Items from a labeling collection:
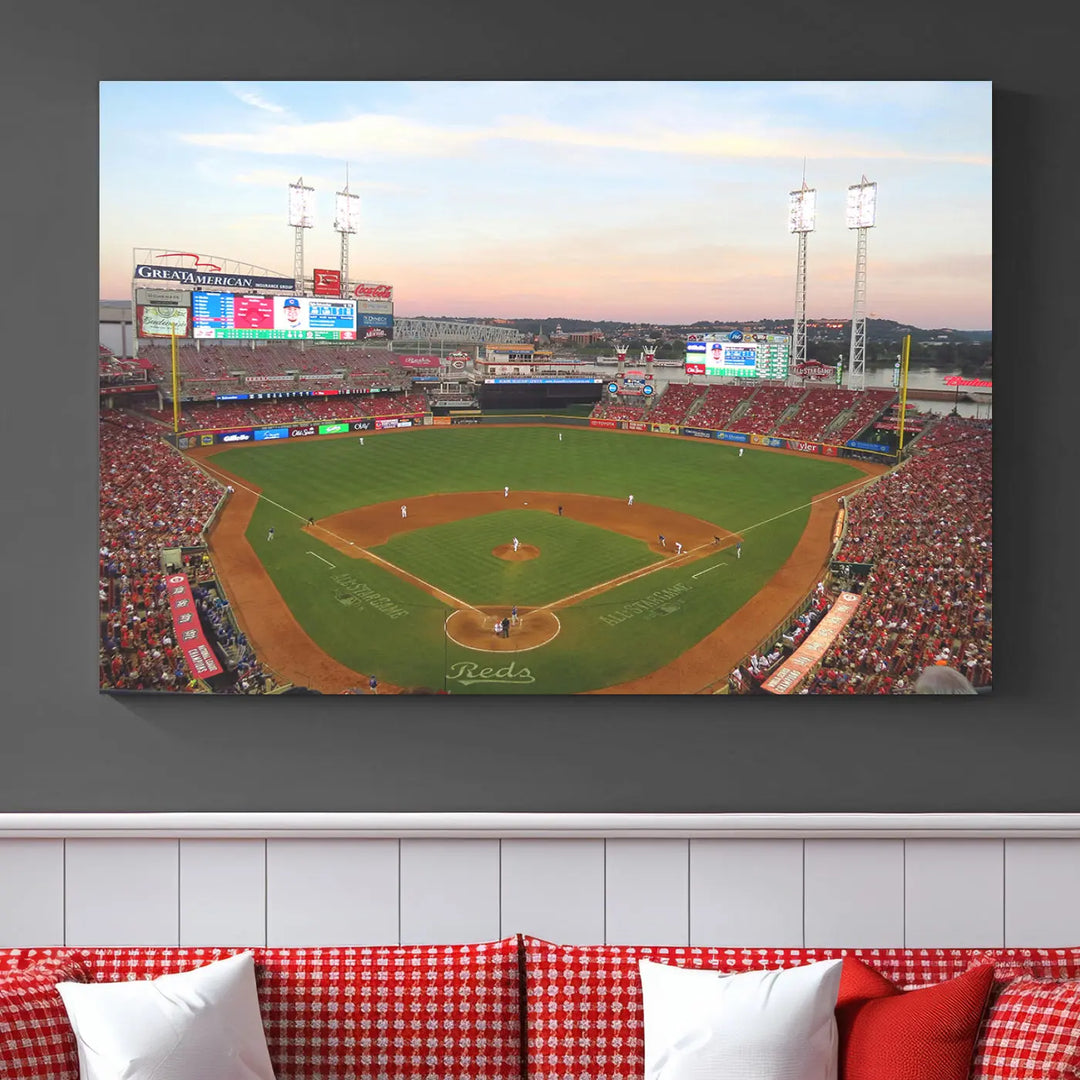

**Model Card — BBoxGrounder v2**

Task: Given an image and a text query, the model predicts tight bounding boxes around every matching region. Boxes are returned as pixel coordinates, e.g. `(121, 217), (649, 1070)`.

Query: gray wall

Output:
(0, 6), (1080, 811)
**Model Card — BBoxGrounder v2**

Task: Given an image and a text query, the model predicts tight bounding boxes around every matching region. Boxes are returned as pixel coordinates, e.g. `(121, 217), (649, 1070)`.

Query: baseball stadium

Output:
(98, 248), (993, 696)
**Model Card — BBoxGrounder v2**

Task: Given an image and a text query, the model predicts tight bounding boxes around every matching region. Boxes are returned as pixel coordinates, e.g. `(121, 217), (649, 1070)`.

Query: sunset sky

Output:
(100, 82), (993, 329)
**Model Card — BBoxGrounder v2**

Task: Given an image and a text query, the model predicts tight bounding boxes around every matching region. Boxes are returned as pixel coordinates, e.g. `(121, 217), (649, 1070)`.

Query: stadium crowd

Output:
(807, 417), (994, 693)
(98, 409), (274, 691)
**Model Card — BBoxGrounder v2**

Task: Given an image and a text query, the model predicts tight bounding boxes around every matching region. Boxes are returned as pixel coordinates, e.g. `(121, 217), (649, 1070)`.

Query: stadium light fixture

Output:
(288, 176), (315, 293)
(334, 162), (360, 296)
(787, 182), (818, 373)
(847, 176), (877, 229)
(787, 180), (818, 232)
(846, 175), (877, 390)
(288, 176), (315, 229)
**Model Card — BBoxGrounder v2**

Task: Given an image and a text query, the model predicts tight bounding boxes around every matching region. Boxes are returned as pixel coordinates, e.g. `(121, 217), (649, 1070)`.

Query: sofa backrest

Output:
(0, 937), (521, 1080)
(524, 937), (985, 1080)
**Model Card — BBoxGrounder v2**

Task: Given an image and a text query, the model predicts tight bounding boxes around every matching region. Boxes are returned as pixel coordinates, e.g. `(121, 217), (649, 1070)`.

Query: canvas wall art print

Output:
(97, 81), (993, 695)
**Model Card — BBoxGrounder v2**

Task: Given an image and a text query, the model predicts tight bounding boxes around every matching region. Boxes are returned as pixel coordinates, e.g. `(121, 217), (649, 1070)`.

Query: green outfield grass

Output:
(213, 426), (861, 693)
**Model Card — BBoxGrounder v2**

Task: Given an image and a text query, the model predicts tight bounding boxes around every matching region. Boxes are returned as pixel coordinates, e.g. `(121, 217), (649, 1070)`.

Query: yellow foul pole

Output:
(896, 334), (912, 459)
(170, 330), (180, 435)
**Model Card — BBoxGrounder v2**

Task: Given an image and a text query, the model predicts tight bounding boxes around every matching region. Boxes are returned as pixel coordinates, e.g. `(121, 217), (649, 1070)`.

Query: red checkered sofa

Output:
(523, 937), (1080, 1080)
(0, 936), (1080, 1080)
(0, 937), (522, 1080)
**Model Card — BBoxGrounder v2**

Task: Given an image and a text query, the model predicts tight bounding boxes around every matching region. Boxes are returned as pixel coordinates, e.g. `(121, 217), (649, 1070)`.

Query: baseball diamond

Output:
(181, 424), (882, 694)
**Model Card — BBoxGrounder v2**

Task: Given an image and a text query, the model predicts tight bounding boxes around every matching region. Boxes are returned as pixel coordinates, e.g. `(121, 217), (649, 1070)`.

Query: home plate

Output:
(690, 563), (728, 578)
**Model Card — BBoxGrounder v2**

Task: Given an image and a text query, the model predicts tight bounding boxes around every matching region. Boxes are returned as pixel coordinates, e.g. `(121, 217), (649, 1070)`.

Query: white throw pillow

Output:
(638, 960), (843, 1080)
(56, 953), (274, 1080)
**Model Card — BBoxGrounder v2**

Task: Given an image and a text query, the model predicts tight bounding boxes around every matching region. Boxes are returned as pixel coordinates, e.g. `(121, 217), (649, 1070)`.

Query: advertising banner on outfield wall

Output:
(761, 593), (861, 693)
(165, 573), (222, 678)
(135, 288), (191, 308)
(135, 303), (191, 338)
(311, 270), (341, 296)
(135, 264), (296, 293)
(352, 281), (394, 300)
(397, 354), (442, 367)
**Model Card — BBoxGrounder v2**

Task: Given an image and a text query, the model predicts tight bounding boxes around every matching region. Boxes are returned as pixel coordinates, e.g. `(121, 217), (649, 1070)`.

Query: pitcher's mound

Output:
(446, 604), (563, 652)
(491, 543), (540, 563)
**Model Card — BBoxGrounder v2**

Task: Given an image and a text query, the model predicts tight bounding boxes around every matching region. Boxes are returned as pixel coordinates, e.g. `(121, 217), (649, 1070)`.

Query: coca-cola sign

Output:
(352, 281), (394, 300)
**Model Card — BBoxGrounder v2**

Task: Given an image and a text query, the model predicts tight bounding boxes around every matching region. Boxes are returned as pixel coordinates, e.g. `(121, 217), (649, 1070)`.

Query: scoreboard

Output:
(191, 293), (356, 341)
(684, 330), (792, 379)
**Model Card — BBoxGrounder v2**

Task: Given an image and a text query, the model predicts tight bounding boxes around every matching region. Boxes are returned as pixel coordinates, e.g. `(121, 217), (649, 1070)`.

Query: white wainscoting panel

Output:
(904, 840), (1004, 948)
(401, 839), (500, 945)
(604, 839), (690, 945)
(180, 840), (267, 945)
(805, 840), (904, 948)
(500, 839), (604, 945)
(64, 839), (180, 945)
(267, 840), (401, 947)
(1004, 840), (1080, 947)
(0, 813), (1080, 948)
(0, 840), (64, 948)
(690, 840), (802, 948)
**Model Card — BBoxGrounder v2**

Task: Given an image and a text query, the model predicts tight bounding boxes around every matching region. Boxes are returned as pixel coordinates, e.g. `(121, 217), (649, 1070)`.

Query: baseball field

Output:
(193, 426), (878, 694)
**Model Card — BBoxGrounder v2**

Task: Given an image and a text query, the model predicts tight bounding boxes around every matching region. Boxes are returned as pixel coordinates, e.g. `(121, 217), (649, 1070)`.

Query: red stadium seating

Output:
(828, 389), (896, 444)
(649, 382), (705, 423)
(809, 417), (994, 693)
(690, 383), (753, 431)
(589, 402), (646, 420)
(726, 386), (805, 435)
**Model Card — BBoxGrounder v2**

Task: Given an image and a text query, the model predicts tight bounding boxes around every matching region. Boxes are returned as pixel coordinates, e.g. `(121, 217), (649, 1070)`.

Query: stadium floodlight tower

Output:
(288, 176), (315, 293)
(847, 174), (877, 390)
(787, 176), (818, 372)
(334, 164), (360, 296)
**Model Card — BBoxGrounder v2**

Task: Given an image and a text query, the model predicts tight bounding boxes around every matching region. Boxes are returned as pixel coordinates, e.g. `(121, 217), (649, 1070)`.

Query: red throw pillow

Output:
(836, 956), (994, 1080)
(0, 957), (90, 1080)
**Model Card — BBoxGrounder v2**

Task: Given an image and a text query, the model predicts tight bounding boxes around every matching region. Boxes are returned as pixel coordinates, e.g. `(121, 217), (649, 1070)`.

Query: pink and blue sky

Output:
(99, 81), (993, 329)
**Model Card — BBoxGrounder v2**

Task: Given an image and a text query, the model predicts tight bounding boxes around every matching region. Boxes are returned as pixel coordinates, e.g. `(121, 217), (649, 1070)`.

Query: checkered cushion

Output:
(971, 948), (1080, 982)
(0, 956), (90, 1080)
(0, 937), (521, 1080)
(524, 937), (971, 1080)
(971, 978), (1080, 1080)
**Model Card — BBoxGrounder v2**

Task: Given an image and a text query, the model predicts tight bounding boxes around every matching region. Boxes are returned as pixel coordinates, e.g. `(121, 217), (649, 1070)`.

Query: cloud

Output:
(232, 168), (404, 194)
(221, 82), (286, 112)
(180, 113), (991, 166)
(180, 112), (485, 160)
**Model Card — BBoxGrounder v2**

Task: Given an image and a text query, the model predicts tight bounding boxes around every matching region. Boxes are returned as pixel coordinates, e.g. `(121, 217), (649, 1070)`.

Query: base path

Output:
(187, 447), (886, 694)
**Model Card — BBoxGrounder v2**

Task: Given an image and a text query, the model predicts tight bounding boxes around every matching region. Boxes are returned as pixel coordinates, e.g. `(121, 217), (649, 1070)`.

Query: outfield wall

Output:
(157, 410), (895, 462)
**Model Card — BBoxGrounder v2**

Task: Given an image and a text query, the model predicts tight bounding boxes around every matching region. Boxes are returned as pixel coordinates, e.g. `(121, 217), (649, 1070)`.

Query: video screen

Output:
(191, 293), (356, 341)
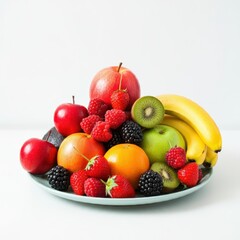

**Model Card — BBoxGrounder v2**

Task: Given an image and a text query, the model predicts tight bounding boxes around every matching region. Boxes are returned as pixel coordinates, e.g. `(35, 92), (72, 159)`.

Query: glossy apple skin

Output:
(141, 124), (186, 164)
(89, 66), (141, 109)
(20, 138), (57, 174)
(54, 103), (88, 137)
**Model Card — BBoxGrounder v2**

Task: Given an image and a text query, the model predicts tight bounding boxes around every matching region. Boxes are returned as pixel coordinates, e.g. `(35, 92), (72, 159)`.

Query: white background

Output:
(0, 0), (240, 130)
(0, 0), (240, 240)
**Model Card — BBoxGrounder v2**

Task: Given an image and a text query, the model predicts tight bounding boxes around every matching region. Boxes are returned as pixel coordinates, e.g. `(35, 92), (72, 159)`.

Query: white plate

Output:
(29, 169), (212, 206)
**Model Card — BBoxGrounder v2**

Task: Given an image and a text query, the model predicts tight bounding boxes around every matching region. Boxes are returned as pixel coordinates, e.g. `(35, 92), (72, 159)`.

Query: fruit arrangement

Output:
(20, 63), (222, 198)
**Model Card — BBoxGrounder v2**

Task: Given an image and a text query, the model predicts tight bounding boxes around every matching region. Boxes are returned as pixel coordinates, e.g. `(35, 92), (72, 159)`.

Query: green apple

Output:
(141, 124), (186, 164)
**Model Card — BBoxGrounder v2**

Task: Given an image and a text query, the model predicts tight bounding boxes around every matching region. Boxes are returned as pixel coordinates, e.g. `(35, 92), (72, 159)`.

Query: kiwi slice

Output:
(151, 162), (180, 193)
(43, 127), (64, 148)
(131, 96), (165, 128)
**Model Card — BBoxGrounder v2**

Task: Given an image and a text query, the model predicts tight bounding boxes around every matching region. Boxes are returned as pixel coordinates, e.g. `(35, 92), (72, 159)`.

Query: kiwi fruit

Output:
(43, 127), (64, 148)
(131, 96), (165, 128)
(151, 162), (180, 193)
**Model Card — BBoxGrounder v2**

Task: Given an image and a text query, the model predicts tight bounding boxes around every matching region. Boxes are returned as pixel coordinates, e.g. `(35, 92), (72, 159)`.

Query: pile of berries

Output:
(80, 96), (142, 146)
(47, 156), (135, 198)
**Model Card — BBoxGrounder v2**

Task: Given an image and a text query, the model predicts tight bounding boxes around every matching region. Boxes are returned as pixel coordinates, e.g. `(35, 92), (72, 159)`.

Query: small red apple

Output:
(89, 63), (141, 109)
(20, 138), (57, 174)
(54, 97), (88, 137)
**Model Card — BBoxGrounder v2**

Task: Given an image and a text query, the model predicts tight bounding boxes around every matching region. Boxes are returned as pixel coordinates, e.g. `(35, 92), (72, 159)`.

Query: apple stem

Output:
(73, 145), (90, 161)
(117, 62), (122, 72)
(46, 130), (52, 141)
(118, 73), (122, 91)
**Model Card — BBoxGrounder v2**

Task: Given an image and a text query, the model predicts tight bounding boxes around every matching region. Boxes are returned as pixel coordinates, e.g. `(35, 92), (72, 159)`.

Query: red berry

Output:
(80, 114), (101, 134)
(91, 121), (112, 142)
(177, 162), (199, 187)
(88, 98), (110, 118)
(106, 175), (135, 198)
(105, 109), (127, 129)
(70, 170), (88, 195)
(85, 155), (111, 181)
(165, 147), (187, 169)
(198, 168), (203, 182)
(84, 178), (106, 197)
(111, 90), (129, 110)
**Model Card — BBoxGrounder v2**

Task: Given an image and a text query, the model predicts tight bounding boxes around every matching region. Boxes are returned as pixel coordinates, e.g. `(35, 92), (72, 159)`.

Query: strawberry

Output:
(177, 162), (199, 187)
(111, 89), (129, 111)
(87, 98), (110, 118)
(84, 178), (106, 197)
(70, 170), (88, 195)
(106, 175), (135, 198)
(165, 146), (187, 169)
(80, 114), (101, 134)
(85, 155), (111, 181)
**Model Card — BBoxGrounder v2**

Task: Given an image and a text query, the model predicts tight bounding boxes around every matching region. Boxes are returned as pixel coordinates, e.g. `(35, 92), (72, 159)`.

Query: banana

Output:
(203, 148), (218, 167)
(157, 94), (222, 152)
(161, 115), (206, 165)
(195, 145), (208, 165)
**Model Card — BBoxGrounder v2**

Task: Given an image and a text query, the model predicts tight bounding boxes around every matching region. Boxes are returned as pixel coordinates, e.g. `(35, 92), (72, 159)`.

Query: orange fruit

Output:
(104, 143), (150, 189)
(57, 132), (105, 172)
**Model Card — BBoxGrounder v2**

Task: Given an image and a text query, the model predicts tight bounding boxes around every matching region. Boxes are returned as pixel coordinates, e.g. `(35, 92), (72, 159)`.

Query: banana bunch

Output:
(157, 94), (222, 167)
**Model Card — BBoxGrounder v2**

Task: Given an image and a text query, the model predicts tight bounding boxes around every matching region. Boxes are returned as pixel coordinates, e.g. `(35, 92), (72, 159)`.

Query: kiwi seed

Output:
(151, 162), (180, 192)
(131, 96), (165, 128)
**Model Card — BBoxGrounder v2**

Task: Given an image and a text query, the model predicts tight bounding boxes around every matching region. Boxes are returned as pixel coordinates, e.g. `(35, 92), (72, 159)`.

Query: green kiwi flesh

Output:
(151, 162), (180, 192)
(131, 96), (165, 128)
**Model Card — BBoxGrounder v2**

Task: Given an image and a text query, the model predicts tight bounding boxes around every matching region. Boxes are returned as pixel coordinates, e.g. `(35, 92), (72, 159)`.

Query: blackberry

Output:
(105, 129), (123, 150)
(47, 165), (70, 192)
(120, 120), (143, 144)
(138, 170), (163, 196)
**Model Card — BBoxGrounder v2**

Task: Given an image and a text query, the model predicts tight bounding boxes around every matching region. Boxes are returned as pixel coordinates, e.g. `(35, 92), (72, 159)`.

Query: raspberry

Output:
(105, 109), (127, 129)
(165, 147), (187, 169)
(88, 98), (110, 118)
(84, 178), (106, 197)
(80, 114), (101, 134)
(120, 120), (143, 144)
(177, 162), (199, 187)
(111, 89), (129, 110)
(198, 168), (203, 182)
(70, 170), (88, 195)
(91, 121), (112, 142)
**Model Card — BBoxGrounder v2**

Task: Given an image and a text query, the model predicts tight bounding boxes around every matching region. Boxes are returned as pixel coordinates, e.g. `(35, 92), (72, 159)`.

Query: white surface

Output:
(0, 0), (240, 129)
(0, 129), (240, 240)
(29, 169), (212, 206)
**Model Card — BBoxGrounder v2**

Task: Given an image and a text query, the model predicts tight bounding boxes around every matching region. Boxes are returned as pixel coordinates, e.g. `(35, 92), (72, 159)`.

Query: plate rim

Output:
(28, 168), (213, 206)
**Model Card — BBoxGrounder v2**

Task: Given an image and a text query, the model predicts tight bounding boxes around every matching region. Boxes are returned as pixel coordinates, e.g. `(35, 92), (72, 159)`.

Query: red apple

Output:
(89, 63), (141, 109)
(54, 97), (88, 137)
(20, 138), (57, 174)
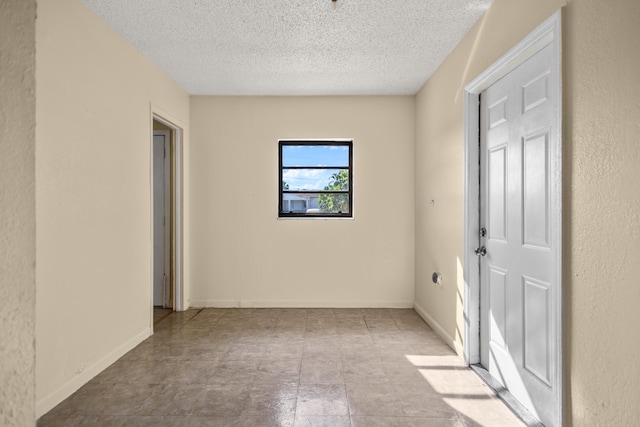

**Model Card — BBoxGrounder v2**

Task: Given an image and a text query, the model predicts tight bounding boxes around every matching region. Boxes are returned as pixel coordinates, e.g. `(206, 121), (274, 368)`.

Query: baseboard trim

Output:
(190, 299), (413, 308)
(36, 328), (151, 419)
(413, 302), (463, 356)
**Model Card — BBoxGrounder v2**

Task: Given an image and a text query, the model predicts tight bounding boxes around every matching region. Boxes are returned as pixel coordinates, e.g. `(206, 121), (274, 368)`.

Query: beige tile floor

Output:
(38, 309), (523, 427)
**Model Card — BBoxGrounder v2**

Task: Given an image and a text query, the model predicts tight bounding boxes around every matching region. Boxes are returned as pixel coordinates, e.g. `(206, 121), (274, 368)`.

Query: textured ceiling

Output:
(83, 0), (493, 95)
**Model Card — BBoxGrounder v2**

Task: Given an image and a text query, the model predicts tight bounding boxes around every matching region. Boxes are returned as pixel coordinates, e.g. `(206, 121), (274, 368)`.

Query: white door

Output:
(153, 131), (171, 307)
(477, 41), (561, 426)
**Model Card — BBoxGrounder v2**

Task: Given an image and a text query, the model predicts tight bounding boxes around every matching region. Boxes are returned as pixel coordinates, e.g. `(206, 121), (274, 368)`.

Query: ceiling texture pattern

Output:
(82, 0), (493, 95)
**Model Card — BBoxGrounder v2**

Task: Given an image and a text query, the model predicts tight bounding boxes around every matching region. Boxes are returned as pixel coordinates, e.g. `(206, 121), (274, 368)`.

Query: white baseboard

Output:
(413, 302), (463, 356)
(190, 299), (413, 308)
(36, 328), (151, 418)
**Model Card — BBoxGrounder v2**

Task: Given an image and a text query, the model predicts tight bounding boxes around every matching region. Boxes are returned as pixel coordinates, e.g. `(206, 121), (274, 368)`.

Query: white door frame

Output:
(150, 110), (186, 318)
(464, 10), (563, 425)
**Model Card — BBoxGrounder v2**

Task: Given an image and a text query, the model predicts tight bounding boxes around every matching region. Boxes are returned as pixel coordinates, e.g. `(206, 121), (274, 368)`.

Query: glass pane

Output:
(282, 145), (349, 167)
(282, 193), (349, 214)
(282, 169), (349, 191)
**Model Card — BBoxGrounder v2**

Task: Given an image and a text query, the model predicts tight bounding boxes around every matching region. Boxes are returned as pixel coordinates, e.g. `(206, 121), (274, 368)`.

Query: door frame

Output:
(463, 10), (563, 425)
(149, 105), (187, 322)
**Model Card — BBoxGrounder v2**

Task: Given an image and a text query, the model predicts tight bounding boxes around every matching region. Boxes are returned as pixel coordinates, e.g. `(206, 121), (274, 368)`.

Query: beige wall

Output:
(190, 96), (415, 307)
(36, 0), (189, 415)
(0, 0), (36, 427)
(416, 0), (640, 426)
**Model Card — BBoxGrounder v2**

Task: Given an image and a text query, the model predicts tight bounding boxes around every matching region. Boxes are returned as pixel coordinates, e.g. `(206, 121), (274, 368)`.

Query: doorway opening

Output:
(151, 114), (184, 326)
(464, 11), (562, 426)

• GOAL:
Copy the rows from the start of the rows up to and including the line with "(100, 82), (993, 329)", swapping "Output" for "Prediction" throughout and leaving everything else unchanged. Leave the pictures out of your copy.

• OUTPUT BELOW:
**Model Card — BBoxGrounder v2**

Task: Given an image and a text query, the model predicts tight bounding boxes around every matching region. Boxes are returned as pixel coordinates, e.g. `(121, 217), (649, 1070)`.

Query: gray wall

Prediction:
(0, 6), (1080, 811)
**Model Card — BBoxGrounder v2**

Task: Given an image and a text query, the model predicts tight bounding boxes around every matching region. Boxes are returned as pixel coordinates, e.g. `(121, 217), (649, 1070)`.

Query: baseball stadium

Prediction:
(98, 248), (993, 696)
**Model Card — BBoxGrounder v2**

Task: Given an image and a text query, the model predicts tight bounding boxes around every matching region. Boxes are returned as pixel coordinates, e.g. `(121, 217), (649, 1070)`.

Query: sunset sky

Prediction:
(100, 82), (993, 329)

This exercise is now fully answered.